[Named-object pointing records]

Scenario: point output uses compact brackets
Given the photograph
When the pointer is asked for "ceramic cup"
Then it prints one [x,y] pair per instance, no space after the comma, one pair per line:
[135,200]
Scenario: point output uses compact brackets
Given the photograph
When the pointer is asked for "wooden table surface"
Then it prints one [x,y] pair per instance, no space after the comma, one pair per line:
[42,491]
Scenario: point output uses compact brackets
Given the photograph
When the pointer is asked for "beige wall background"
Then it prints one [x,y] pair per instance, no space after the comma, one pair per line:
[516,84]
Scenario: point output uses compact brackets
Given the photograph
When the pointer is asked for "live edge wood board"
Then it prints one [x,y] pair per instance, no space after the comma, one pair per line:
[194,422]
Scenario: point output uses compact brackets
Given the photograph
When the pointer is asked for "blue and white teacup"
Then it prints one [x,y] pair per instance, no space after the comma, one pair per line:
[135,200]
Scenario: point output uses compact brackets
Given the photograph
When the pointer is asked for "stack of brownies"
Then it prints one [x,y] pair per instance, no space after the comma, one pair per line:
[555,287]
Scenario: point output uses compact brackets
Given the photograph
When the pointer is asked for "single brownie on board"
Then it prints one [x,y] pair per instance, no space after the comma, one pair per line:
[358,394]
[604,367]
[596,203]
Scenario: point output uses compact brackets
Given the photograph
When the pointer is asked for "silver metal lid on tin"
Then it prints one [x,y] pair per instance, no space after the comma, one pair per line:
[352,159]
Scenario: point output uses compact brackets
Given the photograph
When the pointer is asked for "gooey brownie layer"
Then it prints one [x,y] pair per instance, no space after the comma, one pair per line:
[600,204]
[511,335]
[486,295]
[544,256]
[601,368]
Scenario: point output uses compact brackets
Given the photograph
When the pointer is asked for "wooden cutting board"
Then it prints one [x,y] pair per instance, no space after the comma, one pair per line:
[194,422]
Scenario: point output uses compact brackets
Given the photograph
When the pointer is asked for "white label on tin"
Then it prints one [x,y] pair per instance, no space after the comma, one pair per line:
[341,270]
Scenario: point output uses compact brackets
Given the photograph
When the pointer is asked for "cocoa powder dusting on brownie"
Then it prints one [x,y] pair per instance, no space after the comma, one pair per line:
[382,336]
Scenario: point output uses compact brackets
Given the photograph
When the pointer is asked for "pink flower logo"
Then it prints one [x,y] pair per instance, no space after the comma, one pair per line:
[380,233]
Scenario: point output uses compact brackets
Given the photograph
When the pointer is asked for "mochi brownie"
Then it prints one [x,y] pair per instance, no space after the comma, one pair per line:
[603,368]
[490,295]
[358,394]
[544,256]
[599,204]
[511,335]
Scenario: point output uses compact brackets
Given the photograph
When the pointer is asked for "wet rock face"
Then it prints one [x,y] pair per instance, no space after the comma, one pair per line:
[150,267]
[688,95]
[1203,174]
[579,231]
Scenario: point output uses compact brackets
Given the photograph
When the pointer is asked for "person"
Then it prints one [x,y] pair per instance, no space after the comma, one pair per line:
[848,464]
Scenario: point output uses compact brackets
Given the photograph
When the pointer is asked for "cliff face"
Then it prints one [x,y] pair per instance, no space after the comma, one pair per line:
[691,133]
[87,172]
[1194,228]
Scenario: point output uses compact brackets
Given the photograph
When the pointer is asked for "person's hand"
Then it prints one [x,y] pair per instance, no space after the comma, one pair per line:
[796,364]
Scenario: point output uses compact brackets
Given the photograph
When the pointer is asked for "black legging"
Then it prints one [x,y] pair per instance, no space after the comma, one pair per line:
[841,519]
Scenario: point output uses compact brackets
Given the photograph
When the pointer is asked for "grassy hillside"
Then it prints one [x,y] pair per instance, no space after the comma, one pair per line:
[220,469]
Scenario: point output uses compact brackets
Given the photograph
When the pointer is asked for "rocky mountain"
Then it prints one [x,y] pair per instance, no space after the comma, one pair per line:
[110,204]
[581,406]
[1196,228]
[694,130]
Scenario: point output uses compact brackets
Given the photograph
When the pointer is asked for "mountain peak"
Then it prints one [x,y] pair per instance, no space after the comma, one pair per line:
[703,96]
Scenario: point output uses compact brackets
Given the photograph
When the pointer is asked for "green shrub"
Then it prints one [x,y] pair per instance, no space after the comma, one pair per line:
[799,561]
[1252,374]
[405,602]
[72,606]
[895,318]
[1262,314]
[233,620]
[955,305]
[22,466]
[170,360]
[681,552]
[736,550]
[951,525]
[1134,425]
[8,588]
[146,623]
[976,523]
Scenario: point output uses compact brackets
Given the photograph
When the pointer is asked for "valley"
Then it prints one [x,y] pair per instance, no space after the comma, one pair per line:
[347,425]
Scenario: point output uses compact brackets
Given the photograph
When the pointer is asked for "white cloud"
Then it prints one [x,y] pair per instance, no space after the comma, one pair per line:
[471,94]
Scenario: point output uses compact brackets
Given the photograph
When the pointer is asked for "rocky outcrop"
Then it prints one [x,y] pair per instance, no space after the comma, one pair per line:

• TASK STATEMENT
Extract each line of the material exactly as it stands.

• EXPECTED OUTPUT
Scenario: point output uses compact brackets
Given the photograph
When the pointer is asked for "ceramic cup"
Then it prints one [x,y] pair per instance, no space after the comma, one pair per line:
[135,200]
Scenario: point output uses compact brackets
Given the photograph
When the pointer is asked for "wooden table surface"
Then it prints one [x,y] pair per instance, no space after the comma, one pair per line:
[42,491]
Scenario: point output uses compact brackets
Given the photograph
When the pointer is asked for "beige wall background"
Then it prints one [x,y] pair per instance, no space after the comma, one pair per line:
[516,84]
Scenario: point output uses compact brackets
Given the photograph
When the pointer is asked for "live edge wood board"
Then it prints one [x,y] pair per instance, no space after the comma, one pair per line:
[194,422]
Scenario: point output uses compact brackets
Given the photograph
When the pointer is asked for "blue and white teacup"
Then it prints one [x,y] pair per instance, no space after the comma, one pair per line:
[135,200]
Scenario: point output uses compact brackets
Given the photograph
When the pointer is asked for "stack of brownies"
Then it prints one [x,y] pair per instance, no space after the comma, one pair per line:
[555,287]
Scenario: point output uses compact brackets
Given the photograph
When the pointer is asked for "single brownie on board"
Then it prints one [x,y] pair per instance, no space after the comma, one pair per line:
[358,394]
[604,367]
[596,203]
Scenario: point output uses compact brackets
Given the photograph
When the pointer is asked for "silver metal lid on tin"
Then it prints one [x,y] pair per instance, no space after the comma, one pair per line:
[352,159]
Scenario: point output uses compact brackets
Given the photograph
When the pointer is asked for "gooey brownie layer"
Then it prints one [x,y] pair per instance, no space after the comma, one pair per line:
[600,204]
[511,335]
[486,295]
[544,256]
[601,368]
Scenario: point output uses compact brackets
Given the photograph
When the pointer is asked for "wooden cutting board"
Then it prints one [x,y] pair per instance, no space after the comma, one pair per line:
[194,422]
Scenario: point output uses compact brackets
Given the photograph
When the pointer is asked for "white label on tin"
Then it prints one [x,y] pair per instance, no space after the comma, one pair per line:
[341,270]
Scenario: point output uses compact brackets
Given the photograph
When the pointer is asked for "cocoa powder dusting on brownie"
Then it prints one [x,y] pair per instance, no space after the comma, one pair per line:
[382,336]
Scenario: point output uses compact brackets
Given the photograph
When the pointer is asked for "pink flower logo"
Then it prints one [x,y] pair per instance, no space after the comma, one pair per line:
[380,233]
Scenario: point output uses compact brackets
Given the photograph
When the pointer is asked for "mochi brownie"
Then it prints one [x,y] pair per instance, no space after the comma, one pair per line:
[603,368]
[490,295]
[358,394]
[544,256]
[599,204]
[511,335]
Scenario: point output uses compact brackets
Given the photograph
When the pointer is asked for "wet rock face"
Then it prints one [x,y] pair per instance, no space after the comma, one pair per line:
[150,267]
[688,95]
[1203,174]
[579,231]
Scenario: point output uses compact brackets
Given the photograph
When the pointer is asked for "person"
Then it prints one [x,y] pair per instance, no space after the comma, one pair per line:
[848,464]
Scenario: point output uses compact brackets
Given the photograph
When the pointer is asked for "cliff face"
Then it prints one [x,y] pair per instance, no space after the comma, one pair per line:
[691,133]
[87,172]
[1194,228]
Scenario: point output uses compact brackets
Given the photograph
When the pointer is asked for "person's hand"
Then it prints one [x,y] pair per instance, no space after the comma, one pair per line:
[796,364]
Scenario: point output uses compact brackets
Given the photograph
When the pointer is asked for "black legging"
Then it prints one [x,y] pair per instance, no space after the comma, one pair per line:
[841,519]
Scenario: point output uses compact brackets
Given the photograph
When the pointer is asked for "grassy hillside"
Then it prints one [x,y] pair per instance, no space after the comma, one pair per line:
[220,469]
Scenario: point output uses compact brackets
Given the photograph
When the pointer is asked for "rocky mountain"
Then it prints one [x,y] pair per instance, no space after the comma, one pair per line:
[110,204]
[581,406]
[1196,228]
[694,130]
Scenario: point output uses compact brackets
Given the photograph
When the pointer is asked for "mountain peak"
Then it prints one [x,y] pair per instance, no space after the comma, one pair per line:
[703,96]
Scenario: point output uses compact brackets
Given the photograph
When the pointer is asked for "green shrub"
Then it prints one [x,y] pair per instance, no space after the comma, one pair per line:
[799,561]
[1252,374]
[405,602]
[72,606]
[895,318]
[1262,314]
[233,620]
[955,305]
[22,466]
[170,360]
[681,552]
[736,550]
[951,525]
[1134,425]
[8,588]
[146,623]
[976,523]
Scenario: point output uses compact brackets
Given the photograph
When the pointer is asked for "valley"
Then it prints one [x,y] pair per instance, no space after the comma, one pair per line:
[347,425]
Scenario: point output uses compact brackets
Given the photograph
When the pointer is asked for "white cloud"
Then it prints one [x,y] pair per instance, no space after the comma, one pair per line:
[471,94]
Scenario: point output uses compact brackets
Given the photograph
When the pointer is asked for "rocky outcrop"
Then it prints one [x,y] pair per instance, no space after the comma, one pair per line:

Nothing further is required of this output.